■ What the task requires:
For this exercise, please find the lines in the entries that include the word "woman" and copy them.

━━━━━━━━━━━━━━━━━━━━━━━━━━━━━━

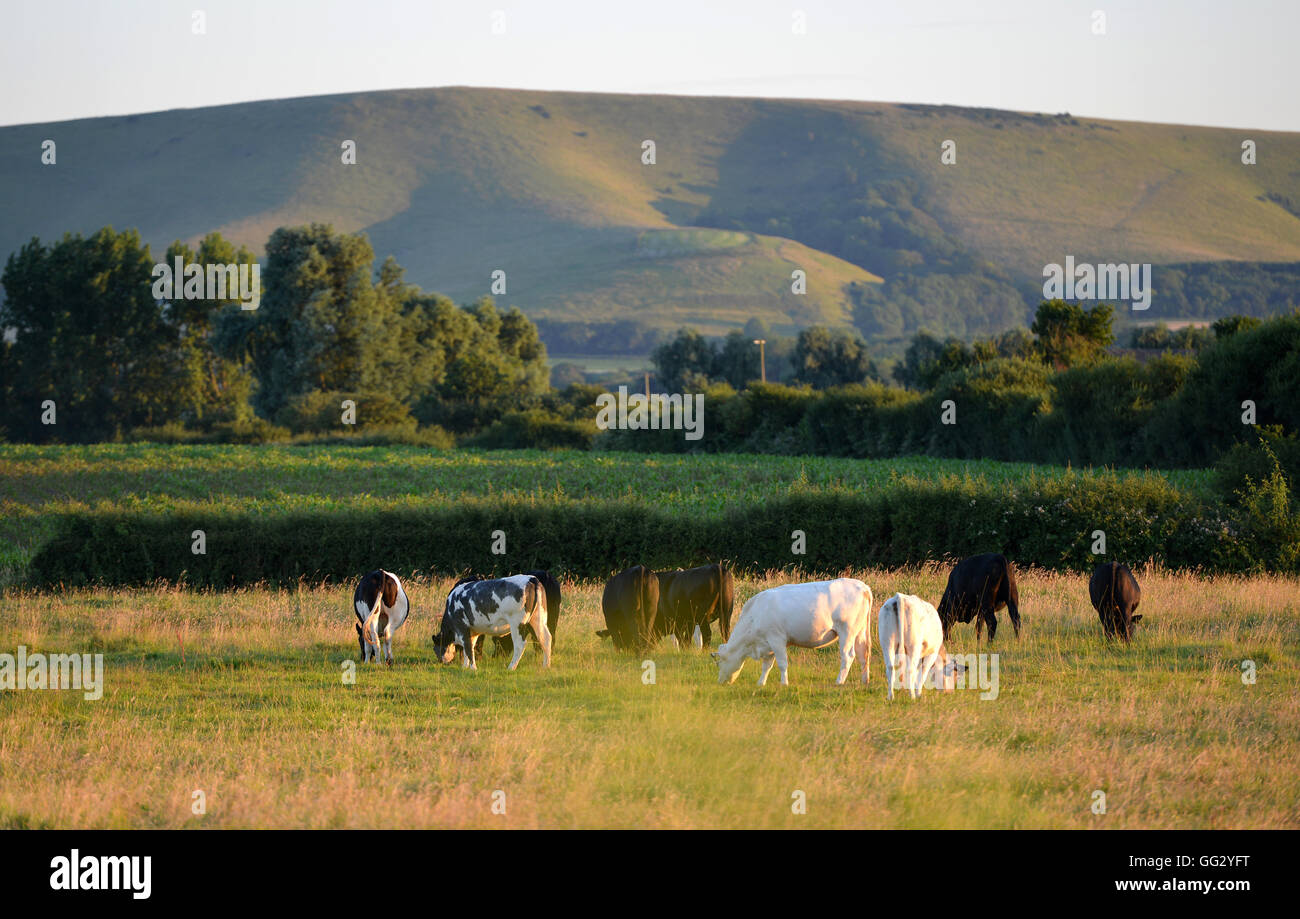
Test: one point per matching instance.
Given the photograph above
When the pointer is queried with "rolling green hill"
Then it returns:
(550, 187)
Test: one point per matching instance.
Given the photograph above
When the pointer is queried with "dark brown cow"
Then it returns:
(631, 602)
(976, 589)
(693, 598)
(1116, 594)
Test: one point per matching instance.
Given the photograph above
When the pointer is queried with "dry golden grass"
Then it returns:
(259, 719)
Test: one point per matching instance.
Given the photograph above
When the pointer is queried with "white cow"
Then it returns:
(911, 641)
(805, 615)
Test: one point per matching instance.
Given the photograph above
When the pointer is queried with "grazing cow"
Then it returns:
(631, 602)
(1114, 595)
(805, 615)
(381, 606)
(493, 607)
(911, 641)
(689, 599)
(553, 612)
(976, 589)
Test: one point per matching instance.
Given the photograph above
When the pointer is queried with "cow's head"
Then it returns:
(443, 646)
(728, 663)
(947, 668)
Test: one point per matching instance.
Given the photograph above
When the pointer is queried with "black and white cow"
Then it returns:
(553, 612)
(381, 606)
(978, 588)
(1116, 594)
(493, 607)
(693, 598)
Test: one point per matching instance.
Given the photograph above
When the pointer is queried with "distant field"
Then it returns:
(258, 718)
(602, 363)
(38, 484)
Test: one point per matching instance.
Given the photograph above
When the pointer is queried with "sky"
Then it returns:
(1226, 64)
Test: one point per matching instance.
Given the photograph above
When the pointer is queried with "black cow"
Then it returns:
(693, 598)
(1114, 595)
(553, 611)
(976, 589)
(631, 602)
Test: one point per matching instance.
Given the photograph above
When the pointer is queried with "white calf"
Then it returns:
(805, 615)
(911, 641)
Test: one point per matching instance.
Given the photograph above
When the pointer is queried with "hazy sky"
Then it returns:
(1194, 61)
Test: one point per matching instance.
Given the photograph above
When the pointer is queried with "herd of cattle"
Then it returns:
(642, 606)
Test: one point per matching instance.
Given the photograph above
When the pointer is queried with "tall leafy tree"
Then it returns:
(87, 334)
(831, 356)
(1067, 334)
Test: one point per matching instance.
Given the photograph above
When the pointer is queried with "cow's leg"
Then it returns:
(467, 647)
(848, 646)
(783, 663)
(922, 673)
(518, 637)
(544, 638)
(891, 668)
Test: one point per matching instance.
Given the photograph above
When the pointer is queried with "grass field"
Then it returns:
(258, 718)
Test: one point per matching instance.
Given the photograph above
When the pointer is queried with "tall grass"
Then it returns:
(259, 719)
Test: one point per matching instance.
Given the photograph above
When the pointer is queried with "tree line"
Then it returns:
(90, 352)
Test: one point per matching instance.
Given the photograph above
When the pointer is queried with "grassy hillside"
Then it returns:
(550, 187)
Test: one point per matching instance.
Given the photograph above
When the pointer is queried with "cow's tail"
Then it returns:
(534, 598)
(727, 598)
(1013, 598)
(372, 621)
(901, 631)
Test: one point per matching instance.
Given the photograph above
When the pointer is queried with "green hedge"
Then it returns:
(1040, 521)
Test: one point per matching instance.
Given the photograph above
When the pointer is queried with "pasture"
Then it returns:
(256, 715)
(42, 484)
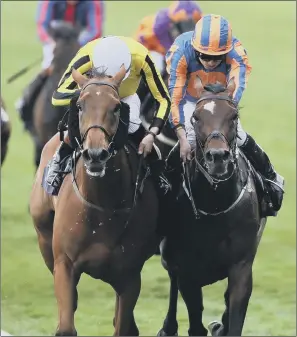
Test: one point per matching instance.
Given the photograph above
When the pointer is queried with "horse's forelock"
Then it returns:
(215, 88)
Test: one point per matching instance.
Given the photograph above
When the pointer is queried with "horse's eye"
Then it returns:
(78, 105)
(195, 119)
(117, 109)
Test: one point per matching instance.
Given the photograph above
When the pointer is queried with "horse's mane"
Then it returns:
(215, 87)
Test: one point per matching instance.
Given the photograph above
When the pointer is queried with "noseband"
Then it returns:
(214, 134)
(110, 149)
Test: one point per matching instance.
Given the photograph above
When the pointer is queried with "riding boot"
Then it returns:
(261, 163)
(25, 104)
(57, 168)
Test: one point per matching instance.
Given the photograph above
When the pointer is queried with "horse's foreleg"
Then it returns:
(192, 295)
(240, 284)
(124, 323)
(65, 290)
(221, 328)
(170, 325)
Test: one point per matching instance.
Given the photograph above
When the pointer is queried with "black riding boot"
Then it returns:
(56, 169)
(261, 163)
(26, 103)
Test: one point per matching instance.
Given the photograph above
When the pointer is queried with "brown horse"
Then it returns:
(45, 116)
(5, 131)
(94, 226)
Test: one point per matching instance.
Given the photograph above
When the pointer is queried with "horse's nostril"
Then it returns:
(209, 156)
(226, 155)
(103, 155)
(86, 155)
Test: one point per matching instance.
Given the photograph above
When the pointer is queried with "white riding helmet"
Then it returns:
(110, 53)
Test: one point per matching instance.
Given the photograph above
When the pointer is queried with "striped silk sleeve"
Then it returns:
(240, 70)
(67, 87)
(157, 87)
(177, 69)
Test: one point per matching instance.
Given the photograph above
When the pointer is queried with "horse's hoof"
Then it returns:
(163, 333)
(215, 328)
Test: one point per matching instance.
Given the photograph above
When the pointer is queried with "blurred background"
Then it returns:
(268, 32)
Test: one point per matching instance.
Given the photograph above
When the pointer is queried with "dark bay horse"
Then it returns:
(216, 223)
(95, 225)
(5, 131)
(46, 117)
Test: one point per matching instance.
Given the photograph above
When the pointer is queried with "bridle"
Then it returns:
(202, 163)
(112, 152)
(213, 181)
(111, 147)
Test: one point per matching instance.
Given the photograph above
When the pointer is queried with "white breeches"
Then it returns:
(48, 55)
(134, 103)
(189, 108)
(159, 61)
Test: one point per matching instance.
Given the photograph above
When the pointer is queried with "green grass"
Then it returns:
(267, 30)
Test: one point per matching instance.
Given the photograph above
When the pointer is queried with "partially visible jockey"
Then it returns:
(214, 54)
(109, 54)
(158, 32)
(87, 16)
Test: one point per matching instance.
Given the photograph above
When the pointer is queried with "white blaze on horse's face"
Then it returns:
(210, 106)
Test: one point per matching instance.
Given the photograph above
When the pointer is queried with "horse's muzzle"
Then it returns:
(95, 161)
(217, 161)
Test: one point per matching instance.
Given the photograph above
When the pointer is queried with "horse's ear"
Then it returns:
(231, 87)
(118, 78)
(79, 78)
(198, 86)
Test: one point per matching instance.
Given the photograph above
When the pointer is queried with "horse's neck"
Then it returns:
(215, 198)
(63, 57)
(114, 190)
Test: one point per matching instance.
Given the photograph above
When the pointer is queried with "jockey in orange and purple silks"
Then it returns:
(157, 32)
(214, 54)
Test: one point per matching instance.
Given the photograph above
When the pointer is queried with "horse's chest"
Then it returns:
(108, 263)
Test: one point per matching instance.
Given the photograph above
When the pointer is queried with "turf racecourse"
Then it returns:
(267, 30)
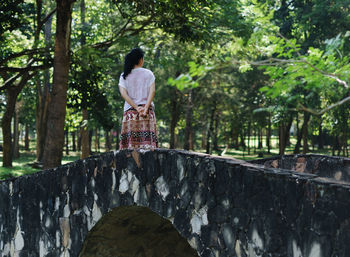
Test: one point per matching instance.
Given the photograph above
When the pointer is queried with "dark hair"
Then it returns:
(132, 59)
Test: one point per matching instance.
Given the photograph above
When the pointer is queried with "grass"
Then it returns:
(21, 166)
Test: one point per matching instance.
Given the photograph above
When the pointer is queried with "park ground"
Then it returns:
(24, 164)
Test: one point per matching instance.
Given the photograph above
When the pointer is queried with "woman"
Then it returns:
(137, 87)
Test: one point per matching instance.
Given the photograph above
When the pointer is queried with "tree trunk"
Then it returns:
(249, 127)
(16, 134)
(97, 148)
(174, 119)
(108, 141)
(90, 140)
(260, 144)
(43, 100)
(67, 141)
(188, 144)
(57, 106)
(12, 94)
(26, 138)
(117, 141)
(210, 129)
(216, 132)
(74, 145)
(268, 135)
(320, 136)
(305, 132)
(203, 139)
(79, 140)
(84, 132)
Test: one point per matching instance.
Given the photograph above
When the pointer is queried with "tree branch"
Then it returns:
(25, 52)
(30, 68)
(111, 41)
(328, 108)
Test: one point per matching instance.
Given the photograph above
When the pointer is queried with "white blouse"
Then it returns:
(137, 84)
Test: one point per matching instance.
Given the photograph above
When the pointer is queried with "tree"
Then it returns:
(58, 98)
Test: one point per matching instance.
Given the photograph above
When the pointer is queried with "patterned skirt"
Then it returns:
(137, 131)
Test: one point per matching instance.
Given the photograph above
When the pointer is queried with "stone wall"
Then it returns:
(332, 167)
(223, 207)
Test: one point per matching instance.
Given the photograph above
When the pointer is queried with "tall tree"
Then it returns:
(58, 97)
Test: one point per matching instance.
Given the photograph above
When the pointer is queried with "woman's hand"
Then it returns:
(139, 109)
(144, 112)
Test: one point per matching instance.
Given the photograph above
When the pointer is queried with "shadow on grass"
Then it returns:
(22, 165)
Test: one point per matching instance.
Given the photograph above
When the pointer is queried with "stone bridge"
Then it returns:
(176, 203)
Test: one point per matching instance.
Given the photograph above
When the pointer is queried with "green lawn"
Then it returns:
(22, 165)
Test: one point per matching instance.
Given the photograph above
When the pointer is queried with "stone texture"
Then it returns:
(287, 206)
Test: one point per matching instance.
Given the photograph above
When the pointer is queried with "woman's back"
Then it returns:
(137, 84)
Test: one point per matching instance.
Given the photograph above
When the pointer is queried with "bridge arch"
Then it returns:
(131, 231)
(222, 207)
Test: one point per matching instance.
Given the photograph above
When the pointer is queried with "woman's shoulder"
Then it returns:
(147, 71)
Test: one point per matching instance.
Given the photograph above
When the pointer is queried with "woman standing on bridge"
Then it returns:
(137, 87)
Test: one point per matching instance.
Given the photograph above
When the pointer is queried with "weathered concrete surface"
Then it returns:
(130, 231)
(221, 206)
(332, 167)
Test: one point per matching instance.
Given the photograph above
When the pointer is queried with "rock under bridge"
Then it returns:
(177, 203)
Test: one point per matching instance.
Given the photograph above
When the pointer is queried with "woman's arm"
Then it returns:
(127, 98)
(152, 92)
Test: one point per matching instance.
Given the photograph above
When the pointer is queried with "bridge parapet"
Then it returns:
(223, 207)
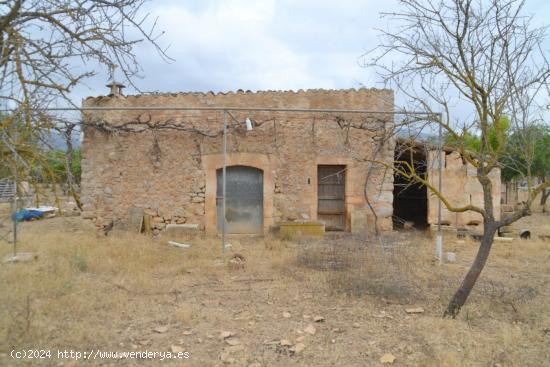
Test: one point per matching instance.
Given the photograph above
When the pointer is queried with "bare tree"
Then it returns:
(47, 47)
(484, 55)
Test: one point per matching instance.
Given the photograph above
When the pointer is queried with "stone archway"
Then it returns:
(213, 162)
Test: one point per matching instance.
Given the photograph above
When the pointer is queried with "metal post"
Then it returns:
(224, 177)
(439, 238)
(14, 216)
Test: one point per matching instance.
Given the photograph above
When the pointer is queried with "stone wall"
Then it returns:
(170, 173)
(460, 187)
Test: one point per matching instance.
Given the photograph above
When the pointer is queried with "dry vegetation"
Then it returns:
(113, 293)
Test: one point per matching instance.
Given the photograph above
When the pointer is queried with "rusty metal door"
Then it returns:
(244, 190)
(331, 197)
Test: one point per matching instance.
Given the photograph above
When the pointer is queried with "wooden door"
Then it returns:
(331, 196)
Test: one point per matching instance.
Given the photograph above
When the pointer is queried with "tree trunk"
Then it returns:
(461, 295)
(543, 197)
(68, 132)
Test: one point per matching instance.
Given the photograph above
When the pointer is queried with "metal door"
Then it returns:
(244, 199)
(331, 197)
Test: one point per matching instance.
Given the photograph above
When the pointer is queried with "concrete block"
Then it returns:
(175, 230)
(301, 229)
(20, 257)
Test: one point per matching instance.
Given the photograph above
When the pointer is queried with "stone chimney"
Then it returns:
(116, 88)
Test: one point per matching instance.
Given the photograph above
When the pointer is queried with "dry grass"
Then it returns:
(111, 293)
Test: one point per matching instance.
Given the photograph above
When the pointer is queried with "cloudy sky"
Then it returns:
(263, 44)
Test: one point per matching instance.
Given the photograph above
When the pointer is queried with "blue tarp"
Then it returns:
(25, 215)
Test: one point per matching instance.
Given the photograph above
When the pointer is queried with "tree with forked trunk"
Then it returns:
(476, 65)
(47, 47)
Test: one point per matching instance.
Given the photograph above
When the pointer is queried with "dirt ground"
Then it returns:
(339, 301)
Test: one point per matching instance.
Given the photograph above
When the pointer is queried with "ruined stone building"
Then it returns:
(291, 166)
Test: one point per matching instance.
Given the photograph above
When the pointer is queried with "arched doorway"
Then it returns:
(244, 199)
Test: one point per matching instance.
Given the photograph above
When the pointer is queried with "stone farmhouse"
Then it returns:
(291, 166)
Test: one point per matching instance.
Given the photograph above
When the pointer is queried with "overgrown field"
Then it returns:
(330, 302)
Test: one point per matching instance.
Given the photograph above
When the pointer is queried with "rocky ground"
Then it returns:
(340, 301)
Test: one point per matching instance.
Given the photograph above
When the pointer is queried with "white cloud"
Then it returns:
(236, 44)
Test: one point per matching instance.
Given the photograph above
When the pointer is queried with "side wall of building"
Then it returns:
(461, 187)
(171, 173)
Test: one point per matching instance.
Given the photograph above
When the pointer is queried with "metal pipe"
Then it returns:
(439, 239)
(14, 214)
(224, 177)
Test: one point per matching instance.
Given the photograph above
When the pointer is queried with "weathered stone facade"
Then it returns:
(171, 173)
(460, 187)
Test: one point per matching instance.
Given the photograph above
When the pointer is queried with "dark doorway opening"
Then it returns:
(331, 196)
(410, 199)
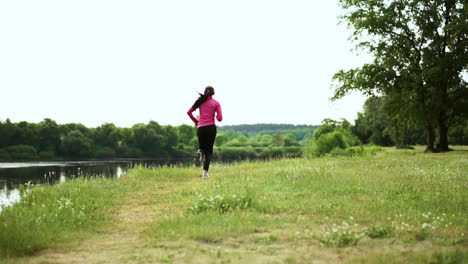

━━━━━━━━━━━━━━━━━━━━━━━━━━━━━━

■ Response area:
When the pointer is queried with "woman"
When the pointer is queried with "woman's hand"
When the pointer is queried with "woman's back"
When the pointer is queried with "woman's shoulder"
When the pointer is queried with "woman standing on bridge"
When the pointer is queried with "woman's arm"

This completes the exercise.